• _Job_: Below are lines of text. List every line that contains the string "fixture", matching case exactly.

--- start of Supplied entries ---

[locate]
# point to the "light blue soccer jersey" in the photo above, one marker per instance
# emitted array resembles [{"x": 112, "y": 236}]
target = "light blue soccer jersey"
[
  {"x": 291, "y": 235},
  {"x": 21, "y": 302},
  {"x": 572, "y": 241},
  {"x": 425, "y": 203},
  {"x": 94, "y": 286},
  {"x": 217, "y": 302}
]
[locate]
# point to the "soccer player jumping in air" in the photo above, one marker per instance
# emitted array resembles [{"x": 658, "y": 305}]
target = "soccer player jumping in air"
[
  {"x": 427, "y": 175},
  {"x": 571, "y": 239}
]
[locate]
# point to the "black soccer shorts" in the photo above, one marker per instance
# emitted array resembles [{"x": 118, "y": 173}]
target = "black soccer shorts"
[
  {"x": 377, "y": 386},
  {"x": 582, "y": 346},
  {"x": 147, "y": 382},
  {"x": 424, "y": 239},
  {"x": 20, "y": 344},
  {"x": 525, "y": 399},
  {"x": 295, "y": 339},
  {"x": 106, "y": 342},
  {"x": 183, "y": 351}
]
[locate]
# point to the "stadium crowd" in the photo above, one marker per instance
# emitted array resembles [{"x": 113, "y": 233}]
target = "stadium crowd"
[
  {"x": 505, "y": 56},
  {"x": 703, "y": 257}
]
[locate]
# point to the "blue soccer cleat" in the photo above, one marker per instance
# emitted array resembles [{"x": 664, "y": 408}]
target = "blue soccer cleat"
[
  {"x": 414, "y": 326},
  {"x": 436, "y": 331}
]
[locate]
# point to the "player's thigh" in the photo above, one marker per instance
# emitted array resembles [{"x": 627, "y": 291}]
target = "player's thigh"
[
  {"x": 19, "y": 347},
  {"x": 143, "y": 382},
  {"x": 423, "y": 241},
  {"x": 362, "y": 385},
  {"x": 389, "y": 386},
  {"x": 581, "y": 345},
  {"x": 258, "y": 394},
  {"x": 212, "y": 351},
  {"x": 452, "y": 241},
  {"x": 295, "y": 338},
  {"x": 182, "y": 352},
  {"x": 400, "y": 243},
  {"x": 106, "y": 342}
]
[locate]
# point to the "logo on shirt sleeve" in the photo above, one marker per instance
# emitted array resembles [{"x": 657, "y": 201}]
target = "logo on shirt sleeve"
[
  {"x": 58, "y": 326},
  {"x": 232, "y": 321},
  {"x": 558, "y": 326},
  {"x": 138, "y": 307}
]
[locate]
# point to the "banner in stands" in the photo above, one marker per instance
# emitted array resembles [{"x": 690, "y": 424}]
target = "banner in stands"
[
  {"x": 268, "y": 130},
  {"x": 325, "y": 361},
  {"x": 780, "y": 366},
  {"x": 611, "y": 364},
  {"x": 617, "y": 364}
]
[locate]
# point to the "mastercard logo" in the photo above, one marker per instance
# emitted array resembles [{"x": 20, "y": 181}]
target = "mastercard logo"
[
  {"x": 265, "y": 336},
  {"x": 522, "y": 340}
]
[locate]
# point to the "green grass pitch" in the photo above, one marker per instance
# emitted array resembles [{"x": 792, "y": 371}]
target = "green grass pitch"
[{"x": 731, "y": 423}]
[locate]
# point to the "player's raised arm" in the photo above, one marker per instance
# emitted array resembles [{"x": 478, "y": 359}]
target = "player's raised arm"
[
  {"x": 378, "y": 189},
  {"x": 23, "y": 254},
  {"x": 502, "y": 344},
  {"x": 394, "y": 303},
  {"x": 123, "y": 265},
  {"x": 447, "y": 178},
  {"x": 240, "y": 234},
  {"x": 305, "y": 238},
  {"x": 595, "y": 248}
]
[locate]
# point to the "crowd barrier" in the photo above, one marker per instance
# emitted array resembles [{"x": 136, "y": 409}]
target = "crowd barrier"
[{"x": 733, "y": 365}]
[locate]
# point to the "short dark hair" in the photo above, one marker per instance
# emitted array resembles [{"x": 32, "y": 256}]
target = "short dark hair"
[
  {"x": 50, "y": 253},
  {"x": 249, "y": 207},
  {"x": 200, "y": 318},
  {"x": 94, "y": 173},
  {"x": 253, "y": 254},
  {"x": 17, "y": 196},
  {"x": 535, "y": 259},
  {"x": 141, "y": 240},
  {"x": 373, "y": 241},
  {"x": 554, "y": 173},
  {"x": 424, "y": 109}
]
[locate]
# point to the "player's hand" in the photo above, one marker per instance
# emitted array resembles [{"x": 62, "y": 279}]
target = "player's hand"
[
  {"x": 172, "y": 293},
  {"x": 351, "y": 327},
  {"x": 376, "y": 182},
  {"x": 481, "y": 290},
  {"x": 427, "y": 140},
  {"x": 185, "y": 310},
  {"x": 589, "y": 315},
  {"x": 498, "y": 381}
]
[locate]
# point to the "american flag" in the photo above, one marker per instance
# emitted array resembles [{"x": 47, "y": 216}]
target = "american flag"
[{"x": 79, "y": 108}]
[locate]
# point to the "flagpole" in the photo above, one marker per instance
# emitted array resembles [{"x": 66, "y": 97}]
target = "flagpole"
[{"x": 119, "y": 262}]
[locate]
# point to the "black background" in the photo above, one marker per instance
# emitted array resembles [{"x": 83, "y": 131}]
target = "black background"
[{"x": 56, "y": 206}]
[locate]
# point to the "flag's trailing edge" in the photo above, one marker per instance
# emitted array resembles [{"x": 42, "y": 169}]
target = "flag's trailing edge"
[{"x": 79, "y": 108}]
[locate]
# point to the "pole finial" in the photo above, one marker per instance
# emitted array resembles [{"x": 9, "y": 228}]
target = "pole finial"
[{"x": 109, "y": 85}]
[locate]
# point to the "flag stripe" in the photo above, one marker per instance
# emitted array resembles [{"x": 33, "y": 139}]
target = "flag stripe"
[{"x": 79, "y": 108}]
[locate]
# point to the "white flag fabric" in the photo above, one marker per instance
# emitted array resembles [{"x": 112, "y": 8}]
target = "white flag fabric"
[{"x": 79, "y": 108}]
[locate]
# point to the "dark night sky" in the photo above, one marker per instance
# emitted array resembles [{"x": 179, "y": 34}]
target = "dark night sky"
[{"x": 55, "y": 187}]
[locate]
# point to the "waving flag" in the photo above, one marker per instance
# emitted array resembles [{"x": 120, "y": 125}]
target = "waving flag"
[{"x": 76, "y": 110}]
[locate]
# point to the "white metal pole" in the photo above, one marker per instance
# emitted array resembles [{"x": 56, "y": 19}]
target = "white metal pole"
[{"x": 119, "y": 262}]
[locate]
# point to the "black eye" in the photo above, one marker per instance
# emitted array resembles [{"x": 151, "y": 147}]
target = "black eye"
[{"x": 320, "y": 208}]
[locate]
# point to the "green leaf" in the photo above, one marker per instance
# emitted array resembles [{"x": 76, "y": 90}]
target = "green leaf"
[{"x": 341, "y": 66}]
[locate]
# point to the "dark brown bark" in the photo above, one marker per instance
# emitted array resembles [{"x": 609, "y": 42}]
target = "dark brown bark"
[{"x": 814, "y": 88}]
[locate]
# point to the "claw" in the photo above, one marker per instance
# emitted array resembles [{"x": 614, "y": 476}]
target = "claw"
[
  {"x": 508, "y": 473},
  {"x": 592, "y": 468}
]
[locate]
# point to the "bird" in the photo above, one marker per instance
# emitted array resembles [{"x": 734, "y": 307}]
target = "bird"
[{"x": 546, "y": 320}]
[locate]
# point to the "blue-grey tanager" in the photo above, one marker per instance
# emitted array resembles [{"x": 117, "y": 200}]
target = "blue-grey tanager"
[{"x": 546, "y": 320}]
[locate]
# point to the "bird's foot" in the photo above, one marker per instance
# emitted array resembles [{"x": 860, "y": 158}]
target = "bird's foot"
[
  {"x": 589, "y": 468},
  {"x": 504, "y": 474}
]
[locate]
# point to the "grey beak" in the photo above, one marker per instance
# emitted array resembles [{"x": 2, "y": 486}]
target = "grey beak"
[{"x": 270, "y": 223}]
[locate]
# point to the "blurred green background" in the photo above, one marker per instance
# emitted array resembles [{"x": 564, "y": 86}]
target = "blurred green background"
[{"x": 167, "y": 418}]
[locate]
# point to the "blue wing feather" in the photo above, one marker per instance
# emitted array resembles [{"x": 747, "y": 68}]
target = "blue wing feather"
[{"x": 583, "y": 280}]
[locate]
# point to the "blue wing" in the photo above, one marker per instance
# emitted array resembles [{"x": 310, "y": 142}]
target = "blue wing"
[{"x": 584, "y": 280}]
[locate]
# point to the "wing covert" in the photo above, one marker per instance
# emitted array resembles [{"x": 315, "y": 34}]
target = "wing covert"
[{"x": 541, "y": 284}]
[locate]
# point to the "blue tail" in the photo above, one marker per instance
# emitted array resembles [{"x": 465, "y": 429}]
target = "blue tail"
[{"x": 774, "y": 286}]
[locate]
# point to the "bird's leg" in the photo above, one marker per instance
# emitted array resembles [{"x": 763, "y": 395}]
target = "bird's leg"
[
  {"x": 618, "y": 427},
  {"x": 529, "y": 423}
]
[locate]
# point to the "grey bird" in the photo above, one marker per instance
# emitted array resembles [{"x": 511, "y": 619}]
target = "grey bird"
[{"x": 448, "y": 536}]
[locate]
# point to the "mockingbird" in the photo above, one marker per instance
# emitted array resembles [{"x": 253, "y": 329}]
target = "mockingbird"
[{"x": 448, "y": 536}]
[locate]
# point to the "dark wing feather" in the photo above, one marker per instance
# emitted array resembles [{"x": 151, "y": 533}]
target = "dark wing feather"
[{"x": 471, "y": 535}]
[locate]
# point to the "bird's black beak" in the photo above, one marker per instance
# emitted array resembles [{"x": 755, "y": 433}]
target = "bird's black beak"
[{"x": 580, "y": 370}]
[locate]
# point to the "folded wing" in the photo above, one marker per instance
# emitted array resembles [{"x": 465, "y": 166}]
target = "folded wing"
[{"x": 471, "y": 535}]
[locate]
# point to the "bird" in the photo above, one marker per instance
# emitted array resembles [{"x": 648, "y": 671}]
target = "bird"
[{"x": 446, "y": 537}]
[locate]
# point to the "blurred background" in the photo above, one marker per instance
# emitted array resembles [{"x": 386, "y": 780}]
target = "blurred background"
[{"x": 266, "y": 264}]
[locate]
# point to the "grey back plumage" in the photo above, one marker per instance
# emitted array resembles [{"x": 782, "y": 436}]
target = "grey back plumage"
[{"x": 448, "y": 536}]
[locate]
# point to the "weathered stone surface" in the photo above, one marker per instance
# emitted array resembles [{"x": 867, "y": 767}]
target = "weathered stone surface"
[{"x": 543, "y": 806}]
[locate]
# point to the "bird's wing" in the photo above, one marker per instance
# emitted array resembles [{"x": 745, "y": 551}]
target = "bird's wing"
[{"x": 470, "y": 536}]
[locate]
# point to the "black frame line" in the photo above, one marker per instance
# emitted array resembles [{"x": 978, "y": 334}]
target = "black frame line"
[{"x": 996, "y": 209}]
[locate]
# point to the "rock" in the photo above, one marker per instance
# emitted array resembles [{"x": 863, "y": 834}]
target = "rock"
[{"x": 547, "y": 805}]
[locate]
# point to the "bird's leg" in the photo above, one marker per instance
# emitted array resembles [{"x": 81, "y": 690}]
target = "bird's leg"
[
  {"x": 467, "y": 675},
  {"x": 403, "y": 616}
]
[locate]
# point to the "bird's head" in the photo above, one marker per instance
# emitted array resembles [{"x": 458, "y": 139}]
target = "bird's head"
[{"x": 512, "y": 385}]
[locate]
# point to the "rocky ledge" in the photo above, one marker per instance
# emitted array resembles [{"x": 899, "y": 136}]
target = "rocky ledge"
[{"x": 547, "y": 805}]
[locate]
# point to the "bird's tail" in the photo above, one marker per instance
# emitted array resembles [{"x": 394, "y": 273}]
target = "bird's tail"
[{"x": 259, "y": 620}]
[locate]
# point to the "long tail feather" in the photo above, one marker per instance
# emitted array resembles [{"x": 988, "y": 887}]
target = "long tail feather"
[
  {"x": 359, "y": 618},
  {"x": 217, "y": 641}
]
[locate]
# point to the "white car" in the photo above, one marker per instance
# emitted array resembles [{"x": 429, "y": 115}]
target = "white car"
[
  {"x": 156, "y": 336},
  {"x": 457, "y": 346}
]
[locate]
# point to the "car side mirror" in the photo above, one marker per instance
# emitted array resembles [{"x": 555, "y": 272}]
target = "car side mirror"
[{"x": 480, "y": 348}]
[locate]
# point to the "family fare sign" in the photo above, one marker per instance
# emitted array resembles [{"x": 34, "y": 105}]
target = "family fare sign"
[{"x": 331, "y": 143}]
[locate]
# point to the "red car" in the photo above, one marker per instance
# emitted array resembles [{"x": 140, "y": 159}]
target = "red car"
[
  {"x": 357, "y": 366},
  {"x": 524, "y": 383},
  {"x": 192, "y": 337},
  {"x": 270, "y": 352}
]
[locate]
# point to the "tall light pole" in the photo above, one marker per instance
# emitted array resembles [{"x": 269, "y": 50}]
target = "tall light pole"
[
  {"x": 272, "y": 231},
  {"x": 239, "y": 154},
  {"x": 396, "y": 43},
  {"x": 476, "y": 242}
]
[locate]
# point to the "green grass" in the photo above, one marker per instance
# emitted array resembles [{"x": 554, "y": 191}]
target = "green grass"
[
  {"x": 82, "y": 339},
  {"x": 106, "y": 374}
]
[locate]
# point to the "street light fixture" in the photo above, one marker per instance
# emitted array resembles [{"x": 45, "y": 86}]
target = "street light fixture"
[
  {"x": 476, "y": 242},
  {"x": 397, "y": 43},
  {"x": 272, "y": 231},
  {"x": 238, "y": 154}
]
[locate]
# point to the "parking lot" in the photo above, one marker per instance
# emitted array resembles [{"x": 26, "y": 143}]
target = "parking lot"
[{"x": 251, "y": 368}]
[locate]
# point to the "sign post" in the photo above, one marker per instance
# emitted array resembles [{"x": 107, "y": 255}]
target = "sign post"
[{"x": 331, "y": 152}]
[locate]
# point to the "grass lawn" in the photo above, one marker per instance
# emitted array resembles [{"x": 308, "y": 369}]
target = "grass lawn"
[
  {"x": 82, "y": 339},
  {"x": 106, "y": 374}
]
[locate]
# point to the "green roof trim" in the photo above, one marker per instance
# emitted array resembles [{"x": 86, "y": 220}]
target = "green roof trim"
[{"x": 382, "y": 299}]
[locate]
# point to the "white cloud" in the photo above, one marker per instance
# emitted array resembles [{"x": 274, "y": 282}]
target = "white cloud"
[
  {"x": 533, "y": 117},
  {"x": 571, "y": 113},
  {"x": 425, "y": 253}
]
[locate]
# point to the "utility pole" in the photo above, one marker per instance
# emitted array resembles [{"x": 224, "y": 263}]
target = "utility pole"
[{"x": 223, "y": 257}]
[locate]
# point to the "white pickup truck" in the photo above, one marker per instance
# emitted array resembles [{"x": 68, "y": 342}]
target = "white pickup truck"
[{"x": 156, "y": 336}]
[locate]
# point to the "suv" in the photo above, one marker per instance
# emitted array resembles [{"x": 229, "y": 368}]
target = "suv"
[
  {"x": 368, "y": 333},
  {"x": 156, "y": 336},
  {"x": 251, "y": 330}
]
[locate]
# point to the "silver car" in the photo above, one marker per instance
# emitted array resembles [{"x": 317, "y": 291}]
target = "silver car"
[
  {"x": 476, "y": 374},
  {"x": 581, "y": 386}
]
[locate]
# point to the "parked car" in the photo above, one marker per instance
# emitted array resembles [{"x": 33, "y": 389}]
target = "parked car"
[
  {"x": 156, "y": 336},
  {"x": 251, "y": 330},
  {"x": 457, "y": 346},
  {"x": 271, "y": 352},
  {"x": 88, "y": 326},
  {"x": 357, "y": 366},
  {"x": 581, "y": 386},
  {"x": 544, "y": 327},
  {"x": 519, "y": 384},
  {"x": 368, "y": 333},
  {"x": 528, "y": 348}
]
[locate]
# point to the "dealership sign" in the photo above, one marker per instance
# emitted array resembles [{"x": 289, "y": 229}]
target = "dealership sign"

--- end of Supplied entries ---

• _Solved problem_:
# point to the "street light fixture" in the photo above, one marker per instance
target = "street light fixture"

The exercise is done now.